Reproduce verbatim the stretch of the records from the line containing "In this exercise you will put a dot on the pale" through the end of the records, both ends included, and output nothing else.

— start Data entries —

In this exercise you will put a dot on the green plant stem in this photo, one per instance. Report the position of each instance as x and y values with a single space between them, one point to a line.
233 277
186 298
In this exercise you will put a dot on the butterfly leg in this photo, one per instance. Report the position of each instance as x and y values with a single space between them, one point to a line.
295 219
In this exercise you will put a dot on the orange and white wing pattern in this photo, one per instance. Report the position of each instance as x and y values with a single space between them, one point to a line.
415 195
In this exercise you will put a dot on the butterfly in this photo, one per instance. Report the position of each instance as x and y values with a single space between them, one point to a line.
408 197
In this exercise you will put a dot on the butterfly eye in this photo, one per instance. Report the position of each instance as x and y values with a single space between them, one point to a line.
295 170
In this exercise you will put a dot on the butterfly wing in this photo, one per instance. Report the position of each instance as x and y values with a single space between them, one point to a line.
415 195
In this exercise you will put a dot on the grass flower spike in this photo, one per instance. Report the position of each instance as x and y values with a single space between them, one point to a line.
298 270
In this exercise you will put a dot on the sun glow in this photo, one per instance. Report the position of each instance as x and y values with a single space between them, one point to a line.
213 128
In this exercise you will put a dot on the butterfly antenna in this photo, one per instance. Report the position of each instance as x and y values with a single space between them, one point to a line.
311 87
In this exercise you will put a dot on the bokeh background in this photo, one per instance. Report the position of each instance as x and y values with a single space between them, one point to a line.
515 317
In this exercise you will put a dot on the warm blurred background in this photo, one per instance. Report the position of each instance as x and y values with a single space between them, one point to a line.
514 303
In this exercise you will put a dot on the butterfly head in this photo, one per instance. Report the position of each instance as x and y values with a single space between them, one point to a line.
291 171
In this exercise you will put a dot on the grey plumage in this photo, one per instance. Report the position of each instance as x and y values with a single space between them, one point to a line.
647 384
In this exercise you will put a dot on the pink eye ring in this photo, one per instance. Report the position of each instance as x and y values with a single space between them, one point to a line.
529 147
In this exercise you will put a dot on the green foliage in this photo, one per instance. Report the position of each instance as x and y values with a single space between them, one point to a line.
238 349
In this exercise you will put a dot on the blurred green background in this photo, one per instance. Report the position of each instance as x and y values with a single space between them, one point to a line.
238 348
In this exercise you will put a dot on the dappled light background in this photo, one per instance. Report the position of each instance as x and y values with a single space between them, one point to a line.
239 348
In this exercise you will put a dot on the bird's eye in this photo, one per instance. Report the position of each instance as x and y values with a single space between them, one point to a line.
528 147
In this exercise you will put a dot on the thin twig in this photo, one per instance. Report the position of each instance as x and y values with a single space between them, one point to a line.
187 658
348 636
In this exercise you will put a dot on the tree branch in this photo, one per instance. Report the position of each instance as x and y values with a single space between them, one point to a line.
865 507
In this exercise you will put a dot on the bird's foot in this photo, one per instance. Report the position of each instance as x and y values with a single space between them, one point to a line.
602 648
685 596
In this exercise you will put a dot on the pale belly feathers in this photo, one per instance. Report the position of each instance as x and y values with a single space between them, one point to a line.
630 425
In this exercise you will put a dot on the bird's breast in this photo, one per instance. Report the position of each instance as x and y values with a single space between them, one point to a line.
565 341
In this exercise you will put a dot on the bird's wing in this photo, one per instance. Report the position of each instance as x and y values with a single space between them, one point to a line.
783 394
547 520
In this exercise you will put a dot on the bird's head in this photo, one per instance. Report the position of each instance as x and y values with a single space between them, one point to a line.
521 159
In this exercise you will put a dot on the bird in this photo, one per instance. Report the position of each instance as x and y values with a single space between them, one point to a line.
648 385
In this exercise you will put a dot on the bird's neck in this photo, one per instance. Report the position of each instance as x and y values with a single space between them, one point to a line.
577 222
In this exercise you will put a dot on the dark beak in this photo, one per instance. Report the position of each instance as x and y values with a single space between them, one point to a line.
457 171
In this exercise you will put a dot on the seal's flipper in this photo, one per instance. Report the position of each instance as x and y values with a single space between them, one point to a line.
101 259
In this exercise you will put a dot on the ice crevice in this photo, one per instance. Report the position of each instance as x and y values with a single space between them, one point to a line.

— end Data entries —

# Full output:
In this exercise you will put a dot on the pale belly feathers in this photo, one per instance. Report the position of each instance as x and y values with a single space between them, one point to a line.
630 425
In this exercise you will put a dot on the bird's breast in this photo, one per instance. Report the position of each instance as x and y values with a single space between them, one point to a line.
565 341
In this exercise you will put a dot on the bird's wing in this photo, one per instance. Report the position of each instance as x and y values with a single space between them, one point to a line.
783 394
547 520
In this exercise you will put a dot on the bird's head in this photo, one per instance. Report the position of each instance as x and y values with a single space between them, one point to a line.
521 159
In this exercise you will put a dot on the bird in this photo, one per instance. Report the position of each instance as x and y values with a single space between them, one point to a line.
648 385
In this exercise you will put a dot on the bird's neck in this photo, one per instance. Report the position of each instance as x and y values with a single space between them, one point to a line.
577 222
In this exercise you will put a dot on the dark beak in this photo, one per instance. Report the position of each instance as x and y values with a single space between them, one point to a line.
457 171
In this exercise you will put a dot on the seal's flipper in this photo, one per instance. Report the position of each instance as x and y values with a single space between them, one point to a line.
101 259
In this exercise you will put a dot on the ice crevice in this photo, one per instance. Report the position of each instance as x and y values with a single space between them, one point to a line.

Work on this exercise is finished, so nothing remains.